Auch Päpste können sich irren. "Ich habe das Gefühl, dass mein Pontifikat kurz sein wird. Vier oder fünf Jahre. Ich weiß nicht, vielleicht auch nur zwei oder drei", hatte Franziskus 2015, zwei Jahre nach seiner Wahl zum Papst am 13. März 2013, gegenüber einem mexikanischen TV-Sender gesagt. Jetzt ist der Argentinier Jorge Mario Bergoglio, der erste nicht-europäische Papst der Kirchengeschichte, schon zehn Jahre Oberhaupt der katholischen Kirche. 86 Jahre alt ist Franziskus inzwischen: Das Gehen fällt ihm wegen Schmerzen in den Knien schwer; oft muss er sich im Rollstuhl bewegen. Aber ansonsten ist der Papst, wie er erst im Jänner selber bekanntgab, "bei guter Gesundheit".

Vor zehn Jahren übernahm Jorge Mario Bergoglio das Papstamt. Zum Jubiläum gibt es zahlreiche Feiern in seiner Heimat Argentinien.

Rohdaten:
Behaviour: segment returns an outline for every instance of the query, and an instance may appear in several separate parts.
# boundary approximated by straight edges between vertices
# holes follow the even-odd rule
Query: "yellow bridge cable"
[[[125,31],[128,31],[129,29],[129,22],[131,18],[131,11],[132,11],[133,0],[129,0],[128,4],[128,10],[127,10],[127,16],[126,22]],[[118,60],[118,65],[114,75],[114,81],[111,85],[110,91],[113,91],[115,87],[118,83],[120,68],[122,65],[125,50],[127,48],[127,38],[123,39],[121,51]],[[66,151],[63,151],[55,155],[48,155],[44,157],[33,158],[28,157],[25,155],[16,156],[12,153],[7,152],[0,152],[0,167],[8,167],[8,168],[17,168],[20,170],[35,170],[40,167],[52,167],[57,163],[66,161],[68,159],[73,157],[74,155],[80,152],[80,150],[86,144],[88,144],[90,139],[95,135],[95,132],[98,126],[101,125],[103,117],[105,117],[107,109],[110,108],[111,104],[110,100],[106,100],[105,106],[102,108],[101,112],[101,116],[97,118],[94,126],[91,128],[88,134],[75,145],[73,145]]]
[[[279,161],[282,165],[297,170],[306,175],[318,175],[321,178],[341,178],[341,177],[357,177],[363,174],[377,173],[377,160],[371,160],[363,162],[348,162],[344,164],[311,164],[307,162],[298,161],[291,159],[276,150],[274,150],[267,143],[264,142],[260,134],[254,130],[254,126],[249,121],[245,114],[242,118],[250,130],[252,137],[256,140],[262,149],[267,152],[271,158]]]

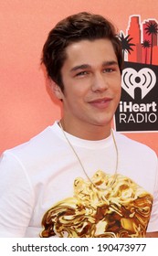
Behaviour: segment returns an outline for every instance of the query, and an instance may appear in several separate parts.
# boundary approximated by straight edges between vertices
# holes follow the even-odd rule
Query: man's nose
[[[91,85],[91,90],[93,91],[103,91],[108,89],[108,80],[105,78],[105,74],[103,73],[99,73],[94,75],[93,80],[92,80],[92,85]]]

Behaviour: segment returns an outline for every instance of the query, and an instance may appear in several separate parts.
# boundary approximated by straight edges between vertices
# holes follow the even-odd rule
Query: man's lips
[[[107,108],[111,101],[111,98],[102,98],[102,99],[96,99],[93,101],[89,101],[90,105],[96,108],[104,109]]]

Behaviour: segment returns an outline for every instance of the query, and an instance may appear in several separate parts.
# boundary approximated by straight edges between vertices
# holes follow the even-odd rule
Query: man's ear
[[[60,87],[55,83],[54,81],[51,81],[51,90],[54,92],[55,96],[58,99],[58,100],[62,100],[63,99],[63,92],[60,89]]]

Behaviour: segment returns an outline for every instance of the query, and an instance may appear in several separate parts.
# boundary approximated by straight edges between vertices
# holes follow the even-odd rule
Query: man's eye
[[[114,71],[113,69],[105,69],[103,70],[104,73],[111,73],[111,72],[113,72],[113,71]]]
[[[79,76],[85,76],[87,75],[89,72],[88,71],[81,71],[81,72],[79,72],[76,74],[77,77],[79,77]]]

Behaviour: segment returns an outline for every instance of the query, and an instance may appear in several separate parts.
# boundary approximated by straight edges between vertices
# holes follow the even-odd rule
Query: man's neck
[[[61,119],[60,123],[65,132],[69,134],[84,140],[99,141],[103,140],[111,134],[111,125],[92,125],[85,123],[84,126],[79,123],[67,123]]]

**Zu erledigen**
Schreib aus dem Text über Papst Franziskus den Teil wortgetreu ab, der mit den Worten "Auch Päpste können" beginnt und mit "seiner Heimat Argentinien." endet. Die Einträge sind eigenständiges Material und vom Text getrennt.

**Antwort zur Aufgabe**
Auch Päpste können sich irren. "Ich habe das Gefühl, dass mein Pontifikat kurz sein wird. Vier oder fünf Jahre. Ich weiß nicht, vielleicht auch nur zwei oder drei", hatte Franziskus 2015, zwei Jahre nach seiner Wahl zum Papst am 13. März 2013, gegenüber einem mexikanischen TV-Sender gesagt. Jetzt ist der Argentinier Jorge Mario Bergoglio, der erste nicht-europäische Papst der Kirchengeschichte, schon zehn Jahre Oberhaupt der katholischen Kirche. 86 Jahre alt ist Franziskus inzwischen: Das Gehen fällt ihm wegen Schmerzen in den Knien schwer; oft muss er sich im Rollstuhl bewegen. Aber ansonsten ist der Papst, wie er erst im Jänner selber bekanntgab, "bei guter Gesundheit".

Vor zehn Jahren übernahm Jorge Mario Bergoglio das Papstamt. Zum Jubiläum gibt es zahlreiche Feiern in seiner Heimat Argentinien.